Aangeleverde tekst

De voorzieningenrechter van de Afdeling bestuursrechtspraak van de Raad van State heeft na afweging van alle belangen beslist dat de natuurvergunning voor Circuit Park Zandvoort niet wordt geschorst. Dat staat in een voorlopige uitspraak van de voorzieningenrechter van vandaag (2 augustus 2022). De activiteiten en evenementen op het circuitterrein mogen dus doorgaan in afwachting van de definitieve uitspraak. De definitieve uitspraak over de natuurvergunning volgt in 2023.
Natuurvergunning
In 2019 verleende het college van gedeputeerde staten van Noord-Holland een natuurvergunning voor de exploitatie van het circuit en een aantal aanpassingen aan het circuitterrein. Die aanpassingen zijn onder meer gedaan met het oog op de Formule 1 en bestaan uit het plaatsen van tijdelijke tribunes, grondverzet, aanleg van twee tunnels en het verstevigen van de toegangspaden voor voetgangers. Vier verschillende milieu- en natuurorganisaties hebben bezwaar tegen de natuurvergunning. Volgens hen leidt het gebruik van het circuitterrein tot een toename van stikstofneerslag op het nabijgelegen beschermde Natura 2000-gebied ‘Kennemerland-Zuid’. Met het oog op de bescherming van dit natuurgebied vroegen zij de voorzieningenrechter om de natuurvergunning te schorsen.

Opdracht en eisen
Kopieer het bericht over de natuurvergunning voor Circuit Park Zandvoort volledig en zonder enige wijziging.

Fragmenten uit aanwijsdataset
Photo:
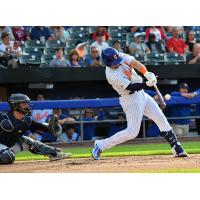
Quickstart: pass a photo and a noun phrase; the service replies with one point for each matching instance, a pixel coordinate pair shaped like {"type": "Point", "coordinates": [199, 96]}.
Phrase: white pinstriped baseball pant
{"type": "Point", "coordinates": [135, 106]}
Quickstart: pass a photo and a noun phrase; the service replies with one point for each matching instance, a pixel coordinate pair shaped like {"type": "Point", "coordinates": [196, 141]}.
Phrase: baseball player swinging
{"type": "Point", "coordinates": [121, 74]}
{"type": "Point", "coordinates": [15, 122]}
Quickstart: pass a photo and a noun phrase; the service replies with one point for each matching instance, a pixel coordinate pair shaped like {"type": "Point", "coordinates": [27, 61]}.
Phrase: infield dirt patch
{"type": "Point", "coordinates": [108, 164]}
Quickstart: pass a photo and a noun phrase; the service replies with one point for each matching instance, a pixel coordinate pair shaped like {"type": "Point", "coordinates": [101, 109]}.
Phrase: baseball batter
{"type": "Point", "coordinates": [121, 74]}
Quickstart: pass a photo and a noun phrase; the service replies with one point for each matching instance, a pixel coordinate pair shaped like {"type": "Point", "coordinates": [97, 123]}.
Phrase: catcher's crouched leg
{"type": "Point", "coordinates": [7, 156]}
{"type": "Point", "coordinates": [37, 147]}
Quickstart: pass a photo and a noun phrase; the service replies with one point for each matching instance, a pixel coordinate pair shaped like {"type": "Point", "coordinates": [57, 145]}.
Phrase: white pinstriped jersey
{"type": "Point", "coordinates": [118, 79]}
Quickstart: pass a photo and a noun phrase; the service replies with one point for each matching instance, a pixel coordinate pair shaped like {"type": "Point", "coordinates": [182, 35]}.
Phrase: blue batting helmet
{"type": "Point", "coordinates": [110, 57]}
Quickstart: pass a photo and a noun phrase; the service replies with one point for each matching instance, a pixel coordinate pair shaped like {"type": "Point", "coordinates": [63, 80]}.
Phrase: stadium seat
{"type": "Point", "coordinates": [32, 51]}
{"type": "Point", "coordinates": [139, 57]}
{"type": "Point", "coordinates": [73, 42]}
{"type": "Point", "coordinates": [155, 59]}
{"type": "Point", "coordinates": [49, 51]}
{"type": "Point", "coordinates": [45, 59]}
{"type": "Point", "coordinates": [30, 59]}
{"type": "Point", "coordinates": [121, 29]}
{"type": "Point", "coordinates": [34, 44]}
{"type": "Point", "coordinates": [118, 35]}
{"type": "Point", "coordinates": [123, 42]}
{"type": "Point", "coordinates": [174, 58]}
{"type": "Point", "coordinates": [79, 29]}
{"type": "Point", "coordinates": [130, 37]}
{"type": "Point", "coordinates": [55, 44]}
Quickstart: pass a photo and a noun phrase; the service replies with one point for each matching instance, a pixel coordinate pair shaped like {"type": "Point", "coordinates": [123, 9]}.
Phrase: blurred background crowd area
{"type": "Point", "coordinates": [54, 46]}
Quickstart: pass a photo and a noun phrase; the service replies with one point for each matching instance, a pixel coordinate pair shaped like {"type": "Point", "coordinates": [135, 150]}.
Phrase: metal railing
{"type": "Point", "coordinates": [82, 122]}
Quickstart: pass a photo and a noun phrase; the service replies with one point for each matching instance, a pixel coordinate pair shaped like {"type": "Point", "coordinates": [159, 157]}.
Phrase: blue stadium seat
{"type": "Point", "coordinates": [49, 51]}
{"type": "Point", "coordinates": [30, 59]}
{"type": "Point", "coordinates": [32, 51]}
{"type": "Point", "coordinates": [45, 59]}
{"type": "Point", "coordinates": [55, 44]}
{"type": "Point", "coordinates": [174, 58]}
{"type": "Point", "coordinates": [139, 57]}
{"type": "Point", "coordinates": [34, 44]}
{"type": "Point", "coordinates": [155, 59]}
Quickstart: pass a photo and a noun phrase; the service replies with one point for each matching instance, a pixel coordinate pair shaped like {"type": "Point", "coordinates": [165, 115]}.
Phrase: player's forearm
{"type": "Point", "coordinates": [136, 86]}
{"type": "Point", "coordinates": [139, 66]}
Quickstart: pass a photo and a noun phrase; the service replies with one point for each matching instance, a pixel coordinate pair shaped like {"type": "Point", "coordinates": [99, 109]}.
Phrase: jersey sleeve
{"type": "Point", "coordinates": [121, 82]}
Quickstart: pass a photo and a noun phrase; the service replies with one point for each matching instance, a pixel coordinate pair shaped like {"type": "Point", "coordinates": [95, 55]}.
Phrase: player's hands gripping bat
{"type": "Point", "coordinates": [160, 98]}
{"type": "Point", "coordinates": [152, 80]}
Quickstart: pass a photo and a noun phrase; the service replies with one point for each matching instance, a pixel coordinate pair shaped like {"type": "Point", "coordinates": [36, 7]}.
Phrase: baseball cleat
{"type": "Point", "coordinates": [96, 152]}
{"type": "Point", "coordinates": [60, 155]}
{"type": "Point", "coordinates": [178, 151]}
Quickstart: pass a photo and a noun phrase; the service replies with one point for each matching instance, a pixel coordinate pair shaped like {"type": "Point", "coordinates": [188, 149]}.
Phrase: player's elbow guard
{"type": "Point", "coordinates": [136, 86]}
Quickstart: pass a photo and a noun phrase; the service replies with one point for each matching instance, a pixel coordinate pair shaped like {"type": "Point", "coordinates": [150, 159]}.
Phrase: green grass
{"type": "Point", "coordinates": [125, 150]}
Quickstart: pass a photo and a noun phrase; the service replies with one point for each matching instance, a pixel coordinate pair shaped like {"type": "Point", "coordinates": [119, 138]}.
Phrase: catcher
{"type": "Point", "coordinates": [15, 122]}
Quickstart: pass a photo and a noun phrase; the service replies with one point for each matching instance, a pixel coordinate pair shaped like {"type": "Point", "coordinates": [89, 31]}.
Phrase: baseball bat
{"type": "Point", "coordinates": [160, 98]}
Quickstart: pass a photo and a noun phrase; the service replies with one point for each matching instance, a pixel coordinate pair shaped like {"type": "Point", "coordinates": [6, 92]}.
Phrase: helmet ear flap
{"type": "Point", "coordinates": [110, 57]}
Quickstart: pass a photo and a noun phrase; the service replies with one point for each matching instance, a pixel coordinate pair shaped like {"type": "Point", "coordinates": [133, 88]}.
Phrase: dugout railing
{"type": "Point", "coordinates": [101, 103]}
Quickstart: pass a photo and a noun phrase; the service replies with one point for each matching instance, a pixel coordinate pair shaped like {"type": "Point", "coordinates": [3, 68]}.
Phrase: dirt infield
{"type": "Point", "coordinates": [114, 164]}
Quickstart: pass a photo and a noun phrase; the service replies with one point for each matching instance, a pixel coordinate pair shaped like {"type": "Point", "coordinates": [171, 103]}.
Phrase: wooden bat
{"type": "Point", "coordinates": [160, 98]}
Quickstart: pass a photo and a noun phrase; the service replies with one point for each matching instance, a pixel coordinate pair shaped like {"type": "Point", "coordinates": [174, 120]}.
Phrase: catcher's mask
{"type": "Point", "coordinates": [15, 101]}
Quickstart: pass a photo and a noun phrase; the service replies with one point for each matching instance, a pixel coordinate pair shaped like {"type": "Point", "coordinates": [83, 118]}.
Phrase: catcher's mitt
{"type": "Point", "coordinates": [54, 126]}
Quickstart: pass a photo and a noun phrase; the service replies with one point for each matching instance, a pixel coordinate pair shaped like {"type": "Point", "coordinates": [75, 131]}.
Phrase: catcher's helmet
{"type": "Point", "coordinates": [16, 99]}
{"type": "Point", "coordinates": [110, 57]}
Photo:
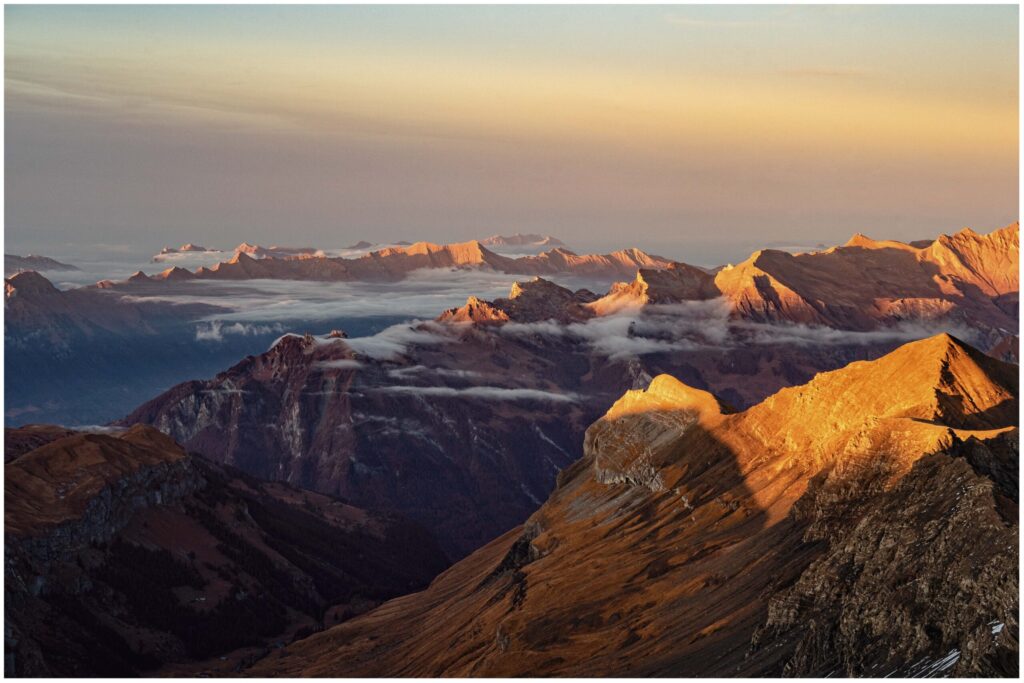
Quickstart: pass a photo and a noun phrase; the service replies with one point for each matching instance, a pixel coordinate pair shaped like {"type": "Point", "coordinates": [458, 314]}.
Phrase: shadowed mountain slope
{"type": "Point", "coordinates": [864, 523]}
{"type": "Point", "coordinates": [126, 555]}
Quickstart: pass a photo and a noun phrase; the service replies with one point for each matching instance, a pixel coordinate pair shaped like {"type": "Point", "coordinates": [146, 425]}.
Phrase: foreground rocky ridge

Eindresultaat
De voorzieningenrechter van de Afdeling bestuursrechtspraak van de Raad van State heeft na afweging van alle belangen beslist dat de natuurvergunning voor Circuit Park Zandvoort niet wordt geschorst. Dat staat in een voorlopige uitspraak van de voorzieningenrechter van vandaag (2 augustus 2022). De activiteiten en evenementen op het circuitterrein mogen dus doorgaan in afwachting van de definitieve uitspraak. De definitieve uitspraak over de natuurvergunning volgt in 2023.
Natuurvergunning
In 2019 verleende het college van gedeputeerde staten van Noord-Holland een natuurvergunning voor de exploitatie van het circuit en een aantal aanpassingen aan het circuitterrein. Die aanpassingen zijn onder meer gedaan met het oog op de Formule 1 en bestaan uit het plaatsen van tijdelijke tribunes, grondverzet, aanleg van twee tunnels en het verstevigen van de toegangspaden voor voetgangers. Vier verschillende milieu- en natuurorganisaties hebben bezwaar tegen de natuurvergunning. Volgens hen leidt het gebruik van het circuitterrein tot een toename van stikstofneerslag op het nabijgelegen beschermde Natura 2000-gebied ‘Kennemerland-Zuid’. Met het oog op de bescherming van dit natuurgebied vroegen zij de voorzieningenrechter om de natuurvergunning te schorsen.